Provide an exact transcription of all the records.

### RECORDS TO USE
________

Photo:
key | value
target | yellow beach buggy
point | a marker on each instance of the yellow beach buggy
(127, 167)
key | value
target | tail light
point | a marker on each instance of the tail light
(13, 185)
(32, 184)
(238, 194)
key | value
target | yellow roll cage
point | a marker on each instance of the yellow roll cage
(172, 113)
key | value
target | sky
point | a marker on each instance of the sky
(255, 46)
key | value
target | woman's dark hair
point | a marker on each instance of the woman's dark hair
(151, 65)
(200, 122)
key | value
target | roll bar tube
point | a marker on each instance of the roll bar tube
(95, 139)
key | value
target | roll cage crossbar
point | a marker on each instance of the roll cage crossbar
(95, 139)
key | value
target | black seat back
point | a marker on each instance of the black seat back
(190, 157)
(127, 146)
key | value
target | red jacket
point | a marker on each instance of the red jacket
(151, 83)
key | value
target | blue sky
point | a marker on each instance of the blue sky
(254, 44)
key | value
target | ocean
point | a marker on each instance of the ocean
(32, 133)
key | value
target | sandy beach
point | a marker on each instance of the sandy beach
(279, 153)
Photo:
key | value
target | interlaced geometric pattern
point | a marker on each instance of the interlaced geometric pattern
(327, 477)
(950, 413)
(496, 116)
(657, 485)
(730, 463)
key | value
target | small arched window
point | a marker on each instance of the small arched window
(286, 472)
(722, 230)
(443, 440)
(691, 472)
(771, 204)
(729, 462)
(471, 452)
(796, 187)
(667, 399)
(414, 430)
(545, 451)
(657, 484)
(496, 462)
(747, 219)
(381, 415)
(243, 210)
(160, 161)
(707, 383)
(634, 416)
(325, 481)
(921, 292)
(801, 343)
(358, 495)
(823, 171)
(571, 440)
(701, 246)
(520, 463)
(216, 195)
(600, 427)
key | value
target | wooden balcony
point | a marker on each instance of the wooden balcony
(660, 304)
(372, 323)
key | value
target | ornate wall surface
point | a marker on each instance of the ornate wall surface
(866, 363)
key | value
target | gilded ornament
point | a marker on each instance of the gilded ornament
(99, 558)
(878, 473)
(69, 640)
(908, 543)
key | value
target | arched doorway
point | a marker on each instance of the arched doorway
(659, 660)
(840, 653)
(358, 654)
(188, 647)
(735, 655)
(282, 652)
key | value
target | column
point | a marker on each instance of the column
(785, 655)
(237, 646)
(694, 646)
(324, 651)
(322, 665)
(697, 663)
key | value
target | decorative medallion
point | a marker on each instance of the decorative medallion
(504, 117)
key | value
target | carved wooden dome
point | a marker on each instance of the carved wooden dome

________

### OUTPUT FOR THIS TASK
Photo:
key | value
target | yellow beach buggy
point | a marker on each instance of the yellow beach buggy
(127, 167)
key | value
target | tail light
point | a marker on each instance of the tail light
(13, 185)
(32, 184)
(238, 194)
key | value
target | yellow roll cage
point | a marker on each instance of the yellow roll cage
(172, 113)
key | value
target | sky
point | a marker on each instance of the sky
(255, 46)
key | value
target | woman's dark hair
point | a marker on each instance of the woman's dark hair
(151, 65)
(200, 122)
key | value
target | roll bar tube
point | a marker on each instance of the roll bar tube
(95, 139)
key | value
target | roll cage crossbar
point | a marker on each instance of the roll cage crossbar
(95, 139)
key | value
target | black seat back
point | a marker on each instance of the black seat back
(190, 157)
(127, 146)
key | value
target | red jacket
point | a marker on each instance of the red jacket
(151, 83)
key | value
target | blue sky
point | a marker on each instance of the blue sky
(254, 44)
key | value
target | ocean
point | a marker on each instance of the ocean
(32, 133)
key | value
target | sandy beach
point | a marker on each instance of the sandy beach
(279, 153)
Photo:
key | value
target | interlaced geometric pattern
point | a marker on each instance of the interlaced geometric pattern
(327, 477)
(950, 413)
(496, 116)
(657, 485)
(730, 463)
key | value
target | small arched window
point | a marker on each instance of the small arched window
(286, 472)
(722, 230)
(443, 440)
(691, 472)
(771, 204)
(729, 462)
(471, 452)
(796, 187)
(667, 399)
(414, 430)
(545, 451)
(657, 484)
(496, 462)
(747, 219)
(381, 415)
(243, 210)
(160, 161)
(707, 383)
(634, 416)
(325, 481)
(921, 292)
(801, 343)
(358, 495)
(823, 171)
(571, 440)
(701, 246)
(520, 463)
(216, 195)
(600, 427)
key | value
target | wooden balcony
point | a marker on each instance of the wooden balcony
(660, 304)
(372, 323)
key | value
target | ornate wall surface
point | a marker on each instance of the ornate wall surface
(866, 363)
key | value
target | gilded ornament
point | a marker on each instance of the gilded ornament
(99, 558)
(878, 473)
(69, 640)
(908, 543)
key | value
target | arched doorway
point | a marker on each instance of the arched doorway
(659, 660)
(840, 653)
(358, 654)
(188, 647)
(735, 655)
(282, 652)
key | value
target | column
point | a marker on each instance of the column
(785, 655)
(237, 646)
(694, 646)
(324, 651)
(322, 665)
(697, 663)
key | value
target | decorative medallion
point | a marker on each instance of the decorative medallion
(504, 117)
key | value
target | carved wooden dome
point | a marker on each instance of the carved wooden dome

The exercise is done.